> **Set task**
Locate every line in the records that includes the string "hull" and copy each of those lines.

> **Data supplied**
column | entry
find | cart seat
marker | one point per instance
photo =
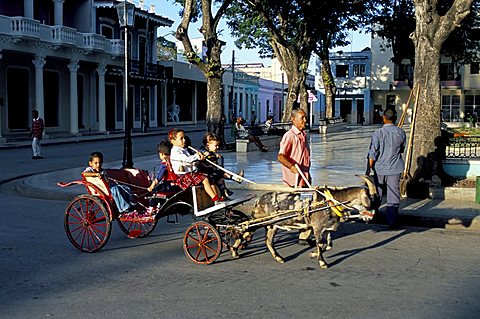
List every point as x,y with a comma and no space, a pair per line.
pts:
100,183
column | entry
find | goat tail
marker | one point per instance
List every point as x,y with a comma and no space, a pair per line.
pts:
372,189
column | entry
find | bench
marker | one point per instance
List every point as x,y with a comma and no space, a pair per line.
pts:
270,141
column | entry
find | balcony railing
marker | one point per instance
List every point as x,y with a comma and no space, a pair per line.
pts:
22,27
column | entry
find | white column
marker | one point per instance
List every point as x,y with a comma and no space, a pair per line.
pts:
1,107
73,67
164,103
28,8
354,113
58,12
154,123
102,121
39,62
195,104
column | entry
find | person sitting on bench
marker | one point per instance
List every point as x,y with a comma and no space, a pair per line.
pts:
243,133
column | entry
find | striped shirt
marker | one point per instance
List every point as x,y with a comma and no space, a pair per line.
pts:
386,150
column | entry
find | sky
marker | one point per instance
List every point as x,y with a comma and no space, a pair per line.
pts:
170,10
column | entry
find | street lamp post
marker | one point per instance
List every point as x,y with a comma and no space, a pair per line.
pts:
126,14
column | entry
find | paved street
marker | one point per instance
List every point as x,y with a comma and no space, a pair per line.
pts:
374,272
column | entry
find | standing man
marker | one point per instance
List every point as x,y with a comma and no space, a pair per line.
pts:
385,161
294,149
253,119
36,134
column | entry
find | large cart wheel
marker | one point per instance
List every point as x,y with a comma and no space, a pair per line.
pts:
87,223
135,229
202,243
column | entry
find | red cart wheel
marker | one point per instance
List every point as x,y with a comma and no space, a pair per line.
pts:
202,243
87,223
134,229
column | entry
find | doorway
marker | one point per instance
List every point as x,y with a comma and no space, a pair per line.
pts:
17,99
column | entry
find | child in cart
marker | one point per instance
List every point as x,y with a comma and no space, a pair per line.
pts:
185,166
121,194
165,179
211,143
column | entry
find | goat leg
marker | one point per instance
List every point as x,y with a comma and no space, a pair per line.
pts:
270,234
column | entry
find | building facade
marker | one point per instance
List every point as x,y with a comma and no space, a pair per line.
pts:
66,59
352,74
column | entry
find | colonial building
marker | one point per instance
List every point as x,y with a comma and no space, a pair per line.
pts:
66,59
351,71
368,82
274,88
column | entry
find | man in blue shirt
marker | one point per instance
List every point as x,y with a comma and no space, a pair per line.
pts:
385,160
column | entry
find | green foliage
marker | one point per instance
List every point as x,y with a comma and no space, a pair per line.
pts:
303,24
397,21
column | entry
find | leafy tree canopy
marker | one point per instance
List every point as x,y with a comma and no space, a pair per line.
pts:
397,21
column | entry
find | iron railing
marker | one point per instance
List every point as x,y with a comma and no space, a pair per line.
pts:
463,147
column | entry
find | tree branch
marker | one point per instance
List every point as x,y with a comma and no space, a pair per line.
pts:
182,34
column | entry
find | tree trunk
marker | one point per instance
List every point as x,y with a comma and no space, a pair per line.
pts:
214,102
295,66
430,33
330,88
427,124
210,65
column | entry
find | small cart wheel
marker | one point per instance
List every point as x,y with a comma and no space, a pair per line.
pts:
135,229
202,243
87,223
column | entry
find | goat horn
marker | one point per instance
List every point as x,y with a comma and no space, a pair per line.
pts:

* * *

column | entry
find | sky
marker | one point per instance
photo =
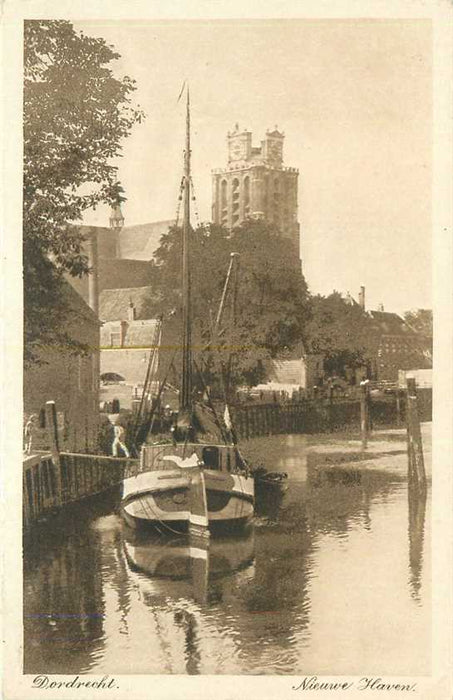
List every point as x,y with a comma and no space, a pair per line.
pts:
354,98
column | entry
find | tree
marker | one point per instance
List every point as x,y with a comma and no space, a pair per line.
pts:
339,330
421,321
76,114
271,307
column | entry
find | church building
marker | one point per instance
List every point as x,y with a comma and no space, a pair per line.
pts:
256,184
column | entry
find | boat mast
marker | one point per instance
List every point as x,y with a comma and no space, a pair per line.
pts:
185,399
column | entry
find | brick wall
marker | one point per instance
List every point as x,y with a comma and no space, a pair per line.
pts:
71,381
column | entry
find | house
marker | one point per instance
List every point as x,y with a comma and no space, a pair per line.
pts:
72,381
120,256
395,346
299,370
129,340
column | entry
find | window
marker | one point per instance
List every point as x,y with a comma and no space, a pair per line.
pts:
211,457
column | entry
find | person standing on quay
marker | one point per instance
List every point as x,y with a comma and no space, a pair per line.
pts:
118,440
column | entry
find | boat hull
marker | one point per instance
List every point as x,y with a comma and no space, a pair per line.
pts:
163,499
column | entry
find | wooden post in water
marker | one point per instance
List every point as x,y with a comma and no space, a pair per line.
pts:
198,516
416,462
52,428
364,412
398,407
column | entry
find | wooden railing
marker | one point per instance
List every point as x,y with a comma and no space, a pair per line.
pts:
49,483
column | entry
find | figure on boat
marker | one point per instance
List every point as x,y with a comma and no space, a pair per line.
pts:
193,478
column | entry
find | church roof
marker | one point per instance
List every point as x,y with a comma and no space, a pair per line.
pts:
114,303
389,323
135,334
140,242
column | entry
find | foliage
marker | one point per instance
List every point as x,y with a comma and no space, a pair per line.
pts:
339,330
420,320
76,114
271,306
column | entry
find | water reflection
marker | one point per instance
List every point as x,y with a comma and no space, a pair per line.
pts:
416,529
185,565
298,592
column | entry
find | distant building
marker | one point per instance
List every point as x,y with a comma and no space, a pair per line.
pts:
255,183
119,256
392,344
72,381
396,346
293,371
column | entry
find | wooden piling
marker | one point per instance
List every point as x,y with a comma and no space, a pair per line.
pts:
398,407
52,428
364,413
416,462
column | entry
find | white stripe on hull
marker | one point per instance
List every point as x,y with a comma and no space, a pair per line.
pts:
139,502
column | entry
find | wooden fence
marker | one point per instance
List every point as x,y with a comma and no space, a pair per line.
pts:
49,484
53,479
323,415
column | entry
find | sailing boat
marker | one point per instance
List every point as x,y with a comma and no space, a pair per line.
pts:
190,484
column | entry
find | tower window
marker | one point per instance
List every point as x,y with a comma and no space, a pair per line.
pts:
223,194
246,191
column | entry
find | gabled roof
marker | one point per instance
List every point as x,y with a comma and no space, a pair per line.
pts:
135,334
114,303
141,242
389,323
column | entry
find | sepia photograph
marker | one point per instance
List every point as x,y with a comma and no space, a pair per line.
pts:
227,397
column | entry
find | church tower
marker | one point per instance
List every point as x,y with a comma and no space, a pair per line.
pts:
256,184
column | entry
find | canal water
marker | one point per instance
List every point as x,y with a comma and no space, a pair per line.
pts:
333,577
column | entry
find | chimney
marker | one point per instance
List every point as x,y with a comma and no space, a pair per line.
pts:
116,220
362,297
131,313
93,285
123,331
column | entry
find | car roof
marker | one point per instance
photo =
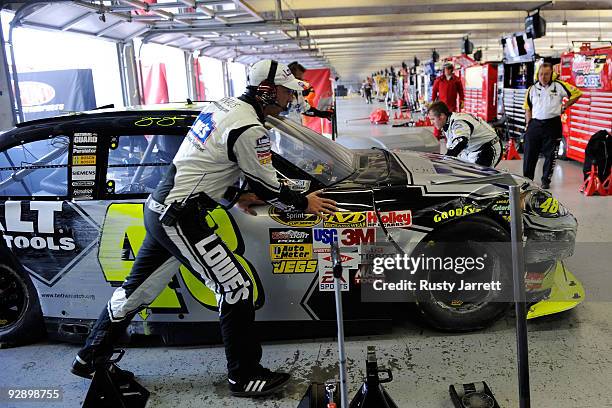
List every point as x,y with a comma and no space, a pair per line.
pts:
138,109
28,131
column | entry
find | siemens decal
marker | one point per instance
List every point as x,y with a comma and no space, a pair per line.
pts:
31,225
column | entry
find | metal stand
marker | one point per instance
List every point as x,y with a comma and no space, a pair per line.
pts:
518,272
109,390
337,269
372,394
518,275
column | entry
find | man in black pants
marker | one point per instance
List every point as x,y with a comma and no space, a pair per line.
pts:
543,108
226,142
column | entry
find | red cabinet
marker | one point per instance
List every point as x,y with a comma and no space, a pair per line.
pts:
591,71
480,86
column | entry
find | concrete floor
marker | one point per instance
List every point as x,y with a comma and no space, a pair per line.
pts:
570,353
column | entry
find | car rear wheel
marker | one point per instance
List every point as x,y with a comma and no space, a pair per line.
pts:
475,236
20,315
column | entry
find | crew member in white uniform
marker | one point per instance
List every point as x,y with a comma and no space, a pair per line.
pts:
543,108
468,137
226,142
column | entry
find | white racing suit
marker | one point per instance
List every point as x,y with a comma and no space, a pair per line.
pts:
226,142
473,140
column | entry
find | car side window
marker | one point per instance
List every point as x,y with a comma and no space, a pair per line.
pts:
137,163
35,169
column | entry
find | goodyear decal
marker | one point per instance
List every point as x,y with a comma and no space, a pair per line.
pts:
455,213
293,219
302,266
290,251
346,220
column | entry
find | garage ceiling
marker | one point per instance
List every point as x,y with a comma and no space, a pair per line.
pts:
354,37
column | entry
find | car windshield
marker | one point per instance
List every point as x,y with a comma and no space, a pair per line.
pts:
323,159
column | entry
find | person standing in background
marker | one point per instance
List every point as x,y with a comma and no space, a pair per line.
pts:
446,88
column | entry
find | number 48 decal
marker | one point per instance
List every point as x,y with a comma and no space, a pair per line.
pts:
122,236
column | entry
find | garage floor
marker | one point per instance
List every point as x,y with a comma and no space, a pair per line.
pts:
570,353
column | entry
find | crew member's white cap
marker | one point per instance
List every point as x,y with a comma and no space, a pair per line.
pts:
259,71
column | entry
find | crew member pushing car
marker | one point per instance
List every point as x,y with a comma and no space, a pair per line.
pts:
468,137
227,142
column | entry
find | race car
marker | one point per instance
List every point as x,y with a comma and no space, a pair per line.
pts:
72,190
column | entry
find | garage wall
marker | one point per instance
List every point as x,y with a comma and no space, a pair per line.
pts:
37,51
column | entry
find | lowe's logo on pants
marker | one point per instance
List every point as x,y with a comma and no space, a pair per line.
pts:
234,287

---

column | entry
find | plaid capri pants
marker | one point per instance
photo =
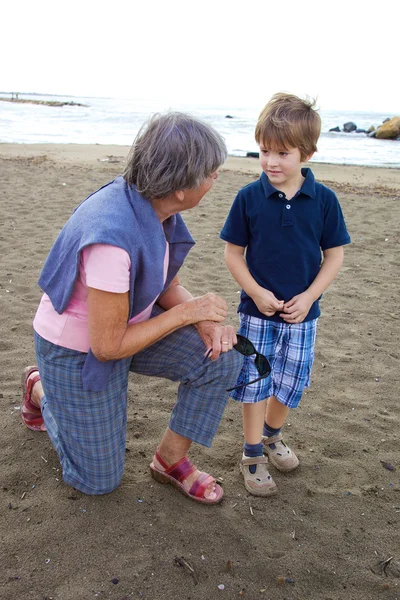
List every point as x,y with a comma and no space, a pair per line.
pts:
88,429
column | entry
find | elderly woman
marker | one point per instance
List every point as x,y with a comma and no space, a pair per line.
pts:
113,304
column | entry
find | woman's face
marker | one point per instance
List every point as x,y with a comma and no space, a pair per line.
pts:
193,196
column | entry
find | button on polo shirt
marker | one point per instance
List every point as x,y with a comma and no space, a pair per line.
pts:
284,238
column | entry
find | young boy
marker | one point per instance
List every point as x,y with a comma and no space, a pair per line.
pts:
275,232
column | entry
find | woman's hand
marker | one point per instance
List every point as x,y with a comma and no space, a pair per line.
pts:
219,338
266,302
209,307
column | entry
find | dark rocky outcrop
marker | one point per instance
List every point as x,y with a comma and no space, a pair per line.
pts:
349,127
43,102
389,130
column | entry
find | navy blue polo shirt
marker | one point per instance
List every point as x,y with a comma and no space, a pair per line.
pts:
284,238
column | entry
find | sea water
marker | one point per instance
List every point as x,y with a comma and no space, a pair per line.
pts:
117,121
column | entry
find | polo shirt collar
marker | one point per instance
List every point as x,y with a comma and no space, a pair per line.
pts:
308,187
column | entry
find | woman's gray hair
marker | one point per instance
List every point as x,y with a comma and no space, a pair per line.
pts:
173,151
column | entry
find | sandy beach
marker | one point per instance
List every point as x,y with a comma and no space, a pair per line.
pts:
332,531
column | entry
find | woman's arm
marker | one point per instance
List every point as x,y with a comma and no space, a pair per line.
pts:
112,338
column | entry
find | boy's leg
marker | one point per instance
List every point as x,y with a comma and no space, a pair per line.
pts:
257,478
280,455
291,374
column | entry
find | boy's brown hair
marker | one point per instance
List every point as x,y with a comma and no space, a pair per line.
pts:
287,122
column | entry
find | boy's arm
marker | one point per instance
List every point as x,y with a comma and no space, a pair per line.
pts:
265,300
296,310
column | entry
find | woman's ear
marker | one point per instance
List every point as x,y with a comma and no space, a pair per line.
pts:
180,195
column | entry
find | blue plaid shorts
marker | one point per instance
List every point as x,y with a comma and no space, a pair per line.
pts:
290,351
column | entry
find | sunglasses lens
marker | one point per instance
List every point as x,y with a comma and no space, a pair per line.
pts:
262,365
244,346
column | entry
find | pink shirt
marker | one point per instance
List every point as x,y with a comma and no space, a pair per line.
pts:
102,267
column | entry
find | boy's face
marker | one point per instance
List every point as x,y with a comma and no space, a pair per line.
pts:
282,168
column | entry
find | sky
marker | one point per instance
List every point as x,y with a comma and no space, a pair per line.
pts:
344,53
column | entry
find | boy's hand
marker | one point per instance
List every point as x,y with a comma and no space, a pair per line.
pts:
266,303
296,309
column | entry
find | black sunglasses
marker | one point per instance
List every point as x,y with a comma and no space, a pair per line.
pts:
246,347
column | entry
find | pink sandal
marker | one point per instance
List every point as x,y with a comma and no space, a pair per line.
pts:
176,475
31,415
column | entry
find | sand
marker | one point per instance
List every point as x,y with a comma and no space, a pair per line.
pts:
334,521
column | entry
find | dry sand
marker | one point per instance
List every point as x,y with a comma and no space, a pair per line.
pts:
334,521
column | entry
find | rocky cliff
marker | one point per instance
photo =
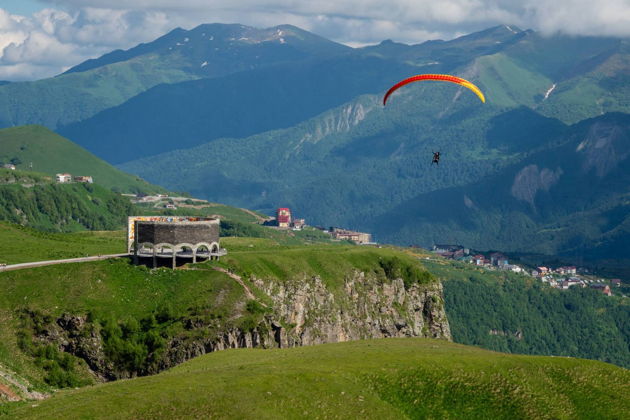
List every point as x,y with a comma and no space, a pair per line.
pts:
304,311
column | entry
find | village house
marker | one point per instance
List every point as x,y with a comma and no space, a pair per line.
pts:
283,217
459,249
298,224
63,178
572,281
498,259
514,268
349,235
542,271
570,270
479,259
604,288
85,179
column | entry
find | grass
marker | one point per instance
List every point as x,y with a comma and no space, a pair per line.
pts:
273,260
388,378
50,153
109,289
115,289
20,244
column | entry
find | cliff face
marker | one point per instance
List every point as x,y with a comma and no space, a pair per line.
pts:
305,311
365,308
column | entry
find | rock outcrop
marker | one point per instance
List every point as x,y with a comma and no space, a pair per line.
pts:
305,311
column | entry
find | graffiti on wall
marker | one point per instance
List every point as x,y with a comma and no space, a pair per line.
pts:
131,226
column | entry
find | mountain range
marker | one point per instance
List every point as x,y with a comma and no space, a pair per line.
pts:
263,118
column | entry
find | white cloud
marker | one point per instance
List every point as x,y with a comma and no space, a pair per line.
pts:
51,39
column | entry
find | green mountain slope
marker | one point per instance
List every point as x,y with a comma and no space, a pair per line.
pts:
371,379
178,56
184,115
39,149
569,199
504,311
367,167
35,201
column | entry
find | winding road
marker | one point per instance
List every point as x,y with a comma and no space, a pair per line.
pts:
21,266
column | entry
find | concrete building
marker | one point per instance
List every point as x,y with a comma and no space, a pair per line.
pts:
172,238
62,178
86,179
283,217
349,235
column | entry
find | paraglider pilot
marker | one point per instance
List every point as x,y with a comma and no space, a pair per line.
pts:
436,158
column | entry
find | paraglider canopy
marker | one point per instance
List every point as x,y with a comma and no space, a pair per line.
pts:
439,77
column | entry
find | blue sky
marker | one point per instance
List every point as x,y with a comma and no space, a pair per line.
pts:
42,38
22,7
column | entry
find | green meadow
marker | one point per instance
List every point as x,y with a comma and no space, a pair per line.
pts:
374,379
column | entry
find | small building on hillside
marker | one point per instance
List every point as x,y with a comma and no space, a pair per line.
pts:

> **Answer to the task**
find | boat hull
find | white stripe on hull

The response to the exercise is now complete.